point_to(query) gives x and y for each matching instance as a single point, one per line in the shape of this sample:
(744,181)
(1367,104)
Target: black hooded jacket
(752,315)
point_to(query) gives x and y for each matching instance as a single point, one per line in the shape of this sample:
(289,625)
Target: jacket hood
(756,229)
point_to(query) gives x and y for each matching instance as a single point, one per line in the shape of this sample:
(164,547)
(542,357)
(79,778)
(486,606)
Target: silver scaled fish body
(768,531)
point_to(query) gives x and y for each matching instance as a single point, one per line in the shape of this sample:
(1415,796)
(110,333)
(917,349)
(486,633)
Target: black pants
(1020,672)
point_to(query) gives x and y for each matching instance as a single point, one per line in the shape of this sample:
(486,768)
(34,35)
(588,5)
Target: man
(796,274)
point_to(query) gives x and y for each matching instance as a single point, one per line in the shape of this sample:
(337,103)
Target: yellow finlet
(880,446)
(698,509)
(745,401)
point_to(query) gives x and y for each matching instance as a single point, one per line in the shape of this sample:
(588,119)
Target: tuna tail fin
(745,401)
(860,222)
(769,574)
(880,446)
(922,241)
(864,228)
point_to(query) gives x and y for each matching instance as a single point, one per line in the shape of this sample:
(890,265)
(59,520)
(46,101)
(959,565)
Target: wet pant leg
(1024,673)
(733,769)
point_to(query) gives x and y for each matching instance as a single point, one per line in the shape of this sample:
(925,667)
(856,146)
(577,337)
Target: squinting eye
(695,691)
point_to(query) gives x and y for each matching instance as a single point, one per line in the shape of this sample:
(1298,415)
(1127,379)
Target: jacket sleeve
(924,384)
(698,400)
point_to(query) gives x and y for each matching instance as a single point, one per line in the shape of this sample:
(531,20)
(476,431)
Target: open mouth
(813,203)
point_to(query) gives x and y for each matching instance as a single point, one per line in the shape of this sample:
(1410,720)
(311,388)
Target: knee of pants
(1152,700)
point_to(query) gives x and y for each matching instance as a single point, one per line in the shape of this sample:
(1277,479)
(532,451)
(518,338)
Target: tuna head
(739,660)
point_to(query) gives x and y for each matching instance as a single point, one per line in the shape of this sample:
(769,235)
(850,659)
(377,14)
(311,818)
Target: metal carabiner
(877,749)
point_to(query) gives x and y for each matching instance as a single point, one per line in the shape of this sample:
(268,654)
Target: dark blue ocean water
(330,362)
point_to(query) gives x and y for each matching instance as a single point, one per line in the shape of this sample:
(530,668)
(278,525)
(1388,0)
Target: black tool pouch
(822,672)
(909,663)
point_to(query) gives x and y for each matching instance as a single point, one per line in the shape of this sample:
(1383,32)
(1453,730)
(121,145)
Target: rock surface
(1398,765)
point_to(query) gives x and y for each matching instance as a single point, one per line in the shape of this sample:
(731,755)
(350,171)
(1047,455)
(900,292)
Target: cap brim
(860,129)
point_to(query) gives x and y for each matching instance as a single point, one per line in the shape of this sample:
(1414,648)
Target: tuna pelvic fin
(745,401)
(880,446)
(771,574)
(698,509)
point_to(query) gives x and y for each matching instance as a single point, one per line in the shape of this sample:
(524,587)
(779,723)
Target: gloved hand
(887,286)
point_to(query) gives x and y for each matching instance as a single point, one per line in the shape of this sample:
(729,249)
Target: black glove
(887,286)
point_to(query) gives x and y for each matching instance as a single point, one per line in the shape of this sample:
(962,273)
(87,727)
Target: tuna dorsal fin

• • • • •

| Problem |
Reproduce the whole listing above exactly.

| Your response |
point_to(query) gives x and y for each matching instance as a single point, one per line in the shape of this sample:
(744,181)
(1367,104)
Target: black hooded jacket
(752,315)
point_to(query) gives x and y for each matching instance as a single point, one per line in the shape of this sample:
(289,625)
Target: jacket hood
(756,229)
point_to(query) gives x and y for each matching instance as a single point, one per line in the shape of this sample:
(164,547)
(542,357)
(79,778)
(486,606)
Target: silver scaled fish body
(768,531)
point_to(query) gives x and y for each matching instance as a single point, one per line in the shape of this sample:
(1415,796)
(110,333)
(917,349)
(486,633)
Target: black pants
(1020,672)
point_to(query) gives x and y for each matching instance as a single point, one per line in the shape of this sample:
(486,768)
(34,35)
(588,5)
Target: man
(796,274)
point_to(query) gives x and y for each matching instance as a single point, one per line in the shape of this sample:
(337,103)
Target: yellow finlet
(880,446)
(698,509)
(745,401)
point_to(query) gives x and y for each matching instance as a single point, one per line in the shape of this sample:
(588,119)
Target: tuna tail fin
(745,401)
(860,222)
(769,574)
(880,446)
(922,241)
(864,228)
point_to(query) gives x and y for each matching instance as a single point, one per line in the shape of this sample:
(890,265)
(59,520)
(46,101)
(959,565)
Target: wet pant leg
(1024,673)
(733,769)
point_to(query) gives x and y for each matching instance as a single point, one per line in the shape of this sample:
(925,667)
(856,146)
(577,337)
Target: squinting eye
(695,691)
point_to(query) gives x and y for each matching instance as a single point, one per line in the shape of this sample:
(1298,415)
(1127,379)
Target: jacket sleeve
(924,384)
(698,400)
point_to(query) gives x and y for each matching instance as a single point, one per line in the shape of this sample:
(531,20)
(476,431)
Target: open mouth
(813,203)
point_to(query) gives x and y for each matching instance as a single point, one per line in the shape of this sample:
(1410,720)
(311,388)
Target: knee of pants
(1152,700)
point_to(query) gives x and y for each matching instance as a single point, one per line in the shape of this sample:
(1277,479)
(532,451)
(518,338)
Target: tuna head
(739,660)
point_to(query) gives x and y for each matching instance as a single point, one per line in the shape of this sample:
(769,235)
(850,659)
(377,14)
(311,818)
Target: metal carabiner
(877,749)
point_to(query) gives x and y for each matching instance as a single point, one per line in the shape of this sample:
(268,654)
Target: dark blue ocean water
(330,362)
point_to(query) gives x and y for each matching instance as a single point, one per line in the shape of this sample:
(530,668)
(278,525)
(1388,0)
Target: black tool pouch
(822,672)
(909,663)
point_to(query) gives x and y for each matching instance as a single point, one per line in the shape of this sample:
(1383,32)
(1453,730)
(121,145)
Target: rock surface
(1398,765)
point_to(query) gives x and y for each matching instance as a single point, one per line in the shape of this sample:
(731,755)
(350,171)
(1047,455)
(900,292)
Target: cap brim
(860,129)
point_to(query) gives x and y for each matching instance as a single point, one per line in the shape of this sample:
(1414,648)
Target: tuna pelvic fin
(745,401)
(880,446)
(771,574)
(698,509)
point_to(query) gives x and y for each matching instance as a single point, one per line in the shape of this sample:
(524,587)
(779,723)
Target: gloved hand
(887,286)
point_to(query) gives x and y for each matching instance as a single point, one per line in the shape of this sample:
(729,249)
Target: black glove
(887,286)
point_to(query) gives x and y for each matching instance as a single point, one per line in the shape of this sample:
(962,273)
(87,727)
Target: tuna dorsal fin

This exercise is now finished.